Sunday 11 October 2015

Knock Knock ... Keep this film out

I DON'T know whether to laugh at the plot of writer-director Eli Roth's Knock Knock, or Keanu Reeves' stilted acting in it.
   The latter is not known for his acting as he was a pretty boy, so watching him play a doting dad playing monster with his kids is a painful experience. And watching him scream "I'm a good father ... You f----- me" is even more excruciating.


   However, the film's biggest mystery is the two prostitutes who make it their goal in life to ingratiate themselves into the lives of husbands whose families are out of town. What is their goal in tempting men to open their doors to them?
  If Roth's intention is to show that faithful men lose their bearings once two sexy women in wet clothes appear at their doorsteps, then he has failed miserably.
   I don't see the reason why the two women, after having sex with the husband and then get chased out of the home, have to return to the home and terrorise him. Don't they have anything else to with their lives?
   It also doesn't help that Reeves can't emote to show the noose tightening around his neck.
   Reeves, 51, plays 43-year-old architect Evan Webber, who lives in a beautiful home with Spanish-born sculptor-artist wife Karen (Ignacia Allamand) and their two children. Their home looks like something out of Architectural Digest, what with the sculptures outside the home and the walls inside adorned with artsy-fartsy stuff.
    Roth spends time showing Evan as a dutiful dad still horny for his wife after 14 years of marriage. His family leaves town during the Fathers Day weekend while he stays back to work.
Reeves enjoys himself with Ana de Armas (left) and
Lorenza  Izzo in 'Knock Knock'.
  Viewers would assume that the Webbers live in an exclusive area, but there's no sign of security.
     So, the fact that Genesis (Roth's wife Lorenza Izzo, who also appears in his other film, The Green Inferno) and blondie Bel (Ana de Armas) can appear at his doorstep and claim that they got a wrong address is dubious.
    Karen has already teased her husband about his gallant ways with women, but I still find it unbelievable that he would welcome two women, albeit dressed skimpily, into his home just because they claim they are lost, are wearing wet clothes because of the rain, and that they want to use his phone.
   They say that he looks good for a 43 year old, and sure enough, he's bringing out his vinyl collection and telling them bedside stories about his former vocation as a DJ.
    They get flirty with him, and this should be more than enough for him to kick them out of his house.
  But he's silly, and the movie insists that he has to dilly-dally and while away his time with them.
   Genesis and Bel come back for seconds the following night. They have him wrapped around their fingers and what transpires turns out to be a night of horror for him and for viewers.
   Viewers have to sit through the women's kinky games and Reeves' uninspiring delivery. He insists  that he's innocent and that the women are wrong to torture him.
   Also, the women unintentionally cause someone's death and then conceal the body, but they're nonchalant about it, and the film leaves this part unanswered.
━━━
### Instructions
(1) Reproduce the part of the Knock Knock review that opens with the words containing "Knock Knock ..." and closes with "acting in it.".
(2) Answer these questions using the Knock Knock review:
(a) How old is the character Evan Webber?
(b) Which actress plays Bel?
(c) How many years has Evan been married?
The listing that comes next was drawn from a separate source and has no connection to the Knock Knock review.

### Excerpted records from a collection
━━━
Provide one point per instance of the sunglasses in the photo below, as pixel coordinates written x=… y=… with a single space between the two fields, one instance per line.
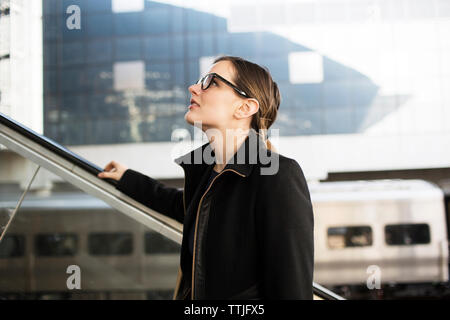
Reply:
x=208 y=79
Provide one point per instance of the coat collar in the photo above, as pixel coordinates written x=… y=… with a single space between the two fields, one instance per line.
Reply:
x=200 y=159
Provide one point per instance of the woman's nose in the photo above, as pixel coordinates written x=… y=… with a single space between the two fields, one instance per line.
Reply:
x=195 y=89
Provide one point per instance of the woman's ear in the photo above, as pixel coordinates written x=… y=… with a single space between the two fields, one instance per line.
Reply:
x=249 y=107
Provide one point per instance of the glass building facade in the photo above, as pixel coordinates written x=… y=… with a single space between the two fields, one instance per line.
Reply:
x=342 y=66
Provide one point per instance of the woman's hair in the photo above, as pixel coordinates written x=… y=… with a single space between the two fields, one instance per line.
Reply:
x=257 y=82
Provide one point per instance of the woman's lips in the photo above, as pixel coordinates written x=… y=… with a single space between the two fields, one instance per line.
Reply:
x=194 y=105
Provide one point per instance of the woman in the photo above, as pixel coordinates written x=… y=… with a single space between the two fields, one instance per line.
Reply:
x=247 y=234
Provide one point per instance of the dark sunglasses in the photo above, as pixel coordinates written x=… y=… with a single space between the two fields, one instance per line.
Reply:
x=207 y=80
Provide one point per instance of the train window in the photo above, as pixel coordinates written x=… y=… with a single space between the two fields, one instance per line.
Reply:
x=354 y=236
x=156 y=243
x=12 y=246
x=407 y=234
x=56 y=244
x=110 y=244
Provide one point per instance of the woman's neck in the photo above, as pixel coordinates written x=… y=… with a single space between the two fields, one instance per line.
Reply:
x=225 y=144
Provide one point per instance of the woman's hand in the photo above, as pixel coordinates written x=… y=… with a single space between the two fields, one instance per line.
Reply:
x=113 y=170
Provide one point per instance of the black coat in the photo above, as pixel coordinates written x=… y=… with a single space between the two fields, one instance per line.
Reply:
x=254 y=232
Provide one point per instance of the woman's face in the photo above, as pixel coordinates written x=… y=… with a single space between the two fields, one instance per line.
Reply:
x=215 y=107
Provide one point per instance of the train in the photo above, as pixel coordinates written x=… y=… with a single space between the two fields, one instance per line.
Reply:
x=379 y=239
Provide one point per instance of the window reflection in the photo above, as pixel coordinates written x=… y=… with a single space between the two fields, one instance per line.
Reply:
x=343 y=237
x=56 y=244
x=156 y=243
x=12 y=246
x=407 y=234
x=110 y=244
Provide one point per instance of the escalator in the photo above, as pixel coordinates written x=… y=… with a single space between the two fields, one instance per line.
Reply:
x=97 y=197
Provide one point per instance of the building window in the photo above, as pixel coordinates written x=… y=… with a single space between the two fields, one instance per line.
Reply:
x=56 y=244
x=156 y=243
x=407 y=234
x=12 y=246
x=110 y=244
x=129 y=75
x=345 y=237
x=305 y=67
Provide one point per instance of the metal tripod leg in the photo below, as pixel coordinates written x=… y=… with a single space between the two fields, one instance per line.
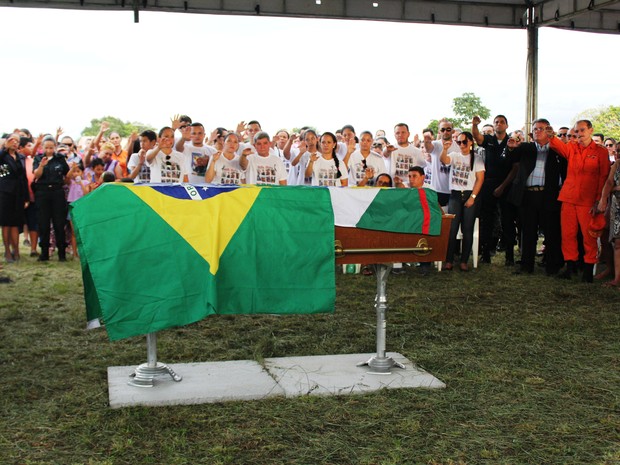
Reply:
x=146 y=373
x=379 y=363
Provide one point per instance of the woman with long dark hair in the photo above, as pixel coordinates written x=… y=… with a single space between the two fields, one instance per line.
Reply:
x=466 y=178
x=327 y=169
x=224 y=166
x=13 y=196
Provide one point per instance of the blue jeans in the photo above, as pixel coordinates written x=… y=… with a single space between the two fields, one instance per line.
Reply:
x=465 y=218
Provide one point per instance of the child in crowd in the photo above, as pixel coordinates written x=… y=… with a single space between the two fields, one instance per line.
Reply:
x=78 y=188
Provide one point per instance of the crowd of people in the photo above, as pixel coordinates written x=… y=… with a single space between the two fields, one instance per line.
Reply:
x=563 y=185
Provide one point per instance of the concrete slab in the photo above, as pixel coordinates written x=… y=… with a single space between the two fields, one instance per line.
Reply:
x=338 y=375
x=202 y=383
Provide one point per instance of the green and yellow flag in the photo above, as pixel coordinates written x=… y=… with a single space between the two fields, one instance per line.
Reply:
x=156 y=256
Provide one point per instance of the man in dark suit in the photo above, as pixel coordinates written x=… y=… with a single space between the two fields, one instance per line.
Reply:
x=535 y=191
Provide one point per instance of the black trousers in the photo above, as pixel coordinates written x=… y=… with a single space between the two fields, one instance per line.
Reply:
x=491 y=207
x=536 y=214
x=52 y=207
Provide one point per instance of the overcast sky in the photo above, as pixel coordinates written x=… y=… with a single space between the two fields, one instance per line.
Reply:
x=63 y=68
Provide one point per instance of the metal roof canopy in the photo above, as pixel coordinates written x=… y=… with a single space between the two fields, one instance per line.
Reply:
x=601 y=16
x=579 y=15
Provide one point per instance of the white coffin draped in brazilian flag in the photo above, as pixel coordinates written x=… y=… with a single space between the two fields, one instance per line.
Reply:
x=158 y=256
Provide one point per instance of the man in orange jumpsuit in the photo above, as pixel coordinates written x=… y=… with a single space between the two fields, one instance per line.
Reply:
x=588 y=168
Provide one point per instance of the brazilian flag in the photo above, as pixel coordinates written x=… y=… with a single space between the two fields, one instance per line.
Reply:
x=155 y=256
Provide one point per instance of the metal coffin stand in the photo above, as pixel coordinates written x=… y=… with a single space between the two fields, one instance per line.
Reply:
x=381 y=249
x=377 y=248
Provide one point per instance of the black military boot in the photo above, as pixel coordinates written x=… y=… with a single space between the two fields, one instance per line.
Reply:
x=569 y=271
x=588 y=272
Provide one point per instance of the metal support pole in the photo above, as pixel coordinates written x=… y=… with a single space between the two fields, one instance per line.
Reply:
x=145 y=374
x=531 y=110
x=379 y=363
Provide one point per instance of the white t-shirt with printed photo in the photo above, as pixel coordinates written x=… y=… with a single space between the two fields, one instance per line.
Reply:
x=265 y=170
x=324 y=172
x=404 y=158
x=462 y=177
x=227 y=172
x=166 y=168
x=357 y=172
x=299 y=178
x=440 y=173
x=191 y=153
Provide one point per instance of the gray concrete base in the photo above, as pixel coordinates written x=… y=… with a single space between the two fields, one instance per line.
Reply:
x=202 y=383
x=247 y=380
x=338 y=375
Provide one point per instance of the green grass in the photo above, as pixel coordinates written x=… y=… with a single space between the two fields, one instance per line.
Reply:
x=532 y=367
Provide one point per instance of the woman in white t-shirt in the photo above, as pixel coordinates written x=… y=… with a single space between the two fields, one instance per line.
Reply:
x=224 y=166
x=307 y=147
x=327 y=169
x=466 y=178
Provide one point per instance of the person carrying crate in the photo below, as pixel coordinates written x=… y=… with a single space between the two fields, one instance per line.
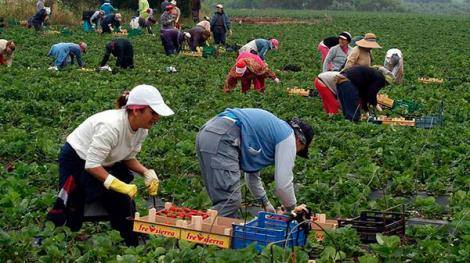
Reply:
x=111 y=22
x=357 y=88
x=92 y=20
x=7 y=47
x=249 y=67
x=394 y=63
x=107 y=8
x=199 y=35
x=143 y=7
x=248 y=140
x=98 y=158
x=220 y=25
x=361 y=54
x=123 y=51
x=37 y=21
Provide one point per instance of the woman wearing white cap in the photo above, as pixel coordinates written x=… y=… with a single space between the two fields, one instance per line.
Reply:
x=394 y=63
x=96 y=161
x=337 y=55
x=361 y=55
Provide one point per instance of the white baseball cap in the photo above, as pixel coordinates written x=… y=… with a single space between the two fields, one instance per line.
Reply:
x=147 y=95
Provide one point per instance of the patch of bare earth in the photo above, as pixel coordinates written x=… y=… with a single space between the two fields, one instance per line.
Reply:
x=279 y=20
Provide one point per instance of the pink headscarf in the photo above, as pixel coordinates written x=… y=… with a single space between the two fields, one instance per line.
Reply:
x=205 y=24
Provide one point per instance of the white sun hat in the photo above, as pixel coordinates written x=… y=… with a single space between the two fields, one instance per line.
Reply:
x=147 y=95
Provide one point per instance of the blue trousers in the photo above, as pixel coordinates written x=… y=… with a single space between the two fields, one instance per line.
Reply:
x=348 y=96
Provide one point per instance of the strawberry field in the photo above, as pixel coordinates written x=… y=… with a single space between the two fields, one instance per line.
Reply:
x=352 y=167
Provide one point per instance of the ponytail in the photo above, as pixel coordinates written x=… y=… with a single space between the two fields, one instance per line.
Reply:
x=122 y=100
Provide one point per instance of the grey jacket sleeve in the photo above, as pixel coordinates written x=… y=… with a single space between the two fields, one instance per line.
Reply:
x=283 y=175
x=254 y=183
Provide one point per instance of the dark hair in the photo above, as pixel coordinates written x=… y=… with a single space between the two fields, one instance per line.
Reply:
x=122 y=100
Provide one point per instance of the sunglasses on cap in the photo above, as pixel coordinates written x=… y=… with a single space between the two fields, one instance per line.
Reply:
x=295 y=124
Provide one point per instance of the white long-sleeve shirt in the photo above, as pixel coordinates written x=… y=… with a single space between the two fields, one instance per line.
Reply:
x=106 y=138
x=283 y=175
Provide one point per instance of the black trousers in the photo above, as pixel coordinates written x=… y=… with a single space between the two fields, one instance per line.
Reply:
x=120 y=207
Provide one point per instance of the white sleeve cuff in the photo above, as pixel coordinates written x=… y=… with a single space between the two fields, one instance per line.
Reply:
x=109 y=180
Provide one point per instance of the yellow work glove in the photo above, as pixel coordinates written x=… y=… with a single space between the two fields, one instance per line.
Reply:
x=151 y=181
x=119 y=186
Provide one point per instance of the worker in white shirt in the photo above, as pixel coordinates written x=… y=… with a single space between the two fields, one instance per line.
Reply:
x=98 y=158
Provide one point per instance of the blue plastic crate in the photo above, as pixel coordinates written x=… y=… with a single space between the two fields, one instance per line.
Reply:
x=267 y=228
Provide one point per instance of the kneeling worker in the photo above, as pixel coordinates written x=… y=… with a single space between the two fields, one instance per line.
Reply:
x=122 y=49
x=249 y=140
x=64 y=54
x=96 y=161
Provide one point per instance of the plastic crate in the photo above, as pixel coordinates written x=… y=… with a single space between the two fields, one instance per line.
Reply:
x=268 y=228
x=134 y=32
x=429 y=122
x=370 y=223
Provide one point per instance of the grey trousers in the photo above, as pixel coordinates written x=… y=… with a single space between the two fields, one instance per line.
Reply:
x=218 y=149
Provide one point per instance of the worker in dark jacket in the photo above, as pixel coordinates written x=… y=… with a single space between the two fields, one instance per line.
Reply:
x=358 y=87
x=122 y=50
x=220 y=25
x=110 y=22
x=148 y=22
x=37 y=21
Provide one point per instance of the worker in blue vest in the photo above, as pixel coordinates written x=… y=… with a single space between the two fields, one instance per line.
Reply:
x=249 y=140
x=65 y=53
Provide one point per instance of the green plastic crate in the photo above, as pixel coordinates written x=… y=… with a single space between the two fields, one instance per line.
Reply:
x=65 y=31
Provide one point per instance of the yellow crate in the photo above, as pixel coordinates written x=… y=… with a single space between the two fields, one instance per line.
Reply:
x=327 y=224
x=298 y=91
x=385 y=100
x=143 y=225
x=214 y=230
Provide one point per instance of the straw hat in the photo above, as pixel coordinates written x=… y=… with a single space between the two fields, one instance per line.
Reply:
x=369 y=41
━━━
### Results in order
(1)
Knock Knock ... Keep this film out

I DON'T know whether to laugh at the plot of writer-director Eli Roth's Knock Knock, or Keanu Reeves' stilted acting in it.

(2)
(a) 43
(b) Ana de Armas
(c) 14 years